__WHAT THE EXERCISE ASKS__.
From the first line to the last, please write out the data exactly.

__Free-text object descriptions__.
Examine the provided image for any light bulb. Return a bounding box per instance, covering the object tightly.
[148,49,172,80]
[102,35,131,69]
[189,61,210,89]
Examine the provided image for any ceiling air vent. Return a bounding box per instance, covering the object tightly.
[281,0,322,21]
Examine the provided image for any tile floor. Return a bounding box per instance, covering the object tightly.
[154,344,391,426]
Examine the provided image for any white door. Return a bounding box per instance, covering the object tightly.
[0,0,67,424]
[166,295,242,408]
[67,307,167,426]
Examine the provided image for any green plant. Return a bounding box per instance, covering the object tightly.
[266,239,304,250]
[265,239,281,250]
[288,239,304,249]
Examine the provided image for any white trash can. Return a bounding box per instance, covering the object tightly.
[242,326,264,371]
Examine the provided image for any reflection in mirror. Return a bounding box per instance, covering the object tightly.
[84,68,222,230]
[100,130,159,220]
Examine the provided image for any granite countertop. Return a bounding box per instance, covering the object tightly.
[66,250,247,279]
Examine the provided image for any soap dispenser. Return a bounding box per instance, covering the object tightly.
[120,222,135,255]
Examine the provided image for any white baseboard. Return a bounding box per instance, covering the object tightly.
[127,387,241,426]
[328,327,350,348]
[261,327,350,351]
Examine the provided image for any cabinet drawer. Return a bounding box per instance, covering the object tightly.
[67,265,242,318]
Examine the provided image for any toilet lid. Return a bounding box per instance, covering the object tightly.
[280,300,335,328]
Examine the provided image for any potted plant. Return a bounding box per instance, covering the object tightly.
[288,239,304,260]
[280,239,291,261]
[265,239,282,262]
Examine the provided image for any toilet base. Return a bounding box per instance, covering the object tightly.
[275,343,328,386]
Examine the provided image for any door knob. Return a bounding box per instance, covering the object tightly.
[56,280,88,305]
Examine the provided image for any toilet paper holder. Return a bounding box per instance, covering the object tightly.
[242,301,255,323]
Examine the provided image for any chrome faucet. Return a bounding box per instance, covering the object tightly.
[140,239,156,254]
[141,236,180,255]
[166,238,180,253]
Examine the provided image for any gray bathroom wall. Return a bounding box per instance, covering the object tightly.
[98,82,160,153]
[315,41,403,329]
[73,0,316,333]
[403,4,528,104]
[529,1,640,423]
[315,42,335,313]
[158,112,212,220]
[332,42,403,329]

__OUTPUT OF THE TASK__.
Examine the provided image for any light bulb. Return a bounding box per instance, covering the object tightly.
[148,49,172,80]
[102,35,131,69]
[189,61,210,89]
Examine the provided image for any ceiling air vent. Return a bounding box per instance, covering the object tightly.
[281,0,322,21]
Examine the provided image for any tile floor. Return a bounding box per instance, covering the object tightly.
[154,344,391,426]
Examine the provided image for any white door. Return a bounding box per instance, covering the object tightly.
[0,0,67,424]
[166,295,242,408]
[67,307,167,426]
Examine the provided image for any green plant. Return a bounding box per instance, covering the object tightly.
[266,239,304,250]
[265,239,281,250]
[288,239,304,249]
Examine the provided image for any white trash can. Return a bounding box per instance, covering the object tightly.
[242,326,264,371]
Examine the provided image for any reflection in mirror. Return a bounding box per instance, covering the object tightly.
[84,68,222,230]
[100,130,159,220]
Examine the provided image for any granite countertop. Return a bounding box per instance, covering the object tightly.
[66,250,247,279]
Examine the provided image for any soap dispenser. Return a bounding box per instance, covering the object tightly.
[120,222,135,255]
Examine the provided image for any white baseboard. Return a bounding box per instance, covering the object tightly.
[127,387,241,426]
[328,327,350,348]
[261,327,350,351]
Examine the provided image for any cabinet drawer. Return a bounding box per instance, covering the object tightly.
[67,265,242,318]
Examine the provided image for any toilet lid. Return a bounding box per instance, covering the object tightly.
[280,300,335,328]
Examine the provided image for any potted plant. Return a bounding box per instance, covering the object tightly.
[288,239,304,260]
[280,239,291,261]
[265,239,282,262]
Examine the provided image for any toilet base. Return a bounding box per instance, covering the object tightly.
[275,343,328,386]
Examine the provided image for any door knob. Return a bounding box per instance, covering the object tightly.
[56,280,88,305]
Examine the provided image for any toilet paper holder. Return a bounding box per instance, covering the object tightly.
[242,301,255,323]
Examine the provided image for any chrome faucet. Return a bounding box per instance, covering the object tightly.
[140,239,156,254]
[141,236,180,255]
[166,238,180,253]
Examine the provided image for any gray bathroom wall. Return a bounding box per instance, covering the object tightly.
[98,82,160,153]
[315,41,403,329]
[73,0,316,333]
[403,4,528,104]
[529,1,640,423]
[315,42,335,313]
[158,112,212,220]
[332,42,403,329]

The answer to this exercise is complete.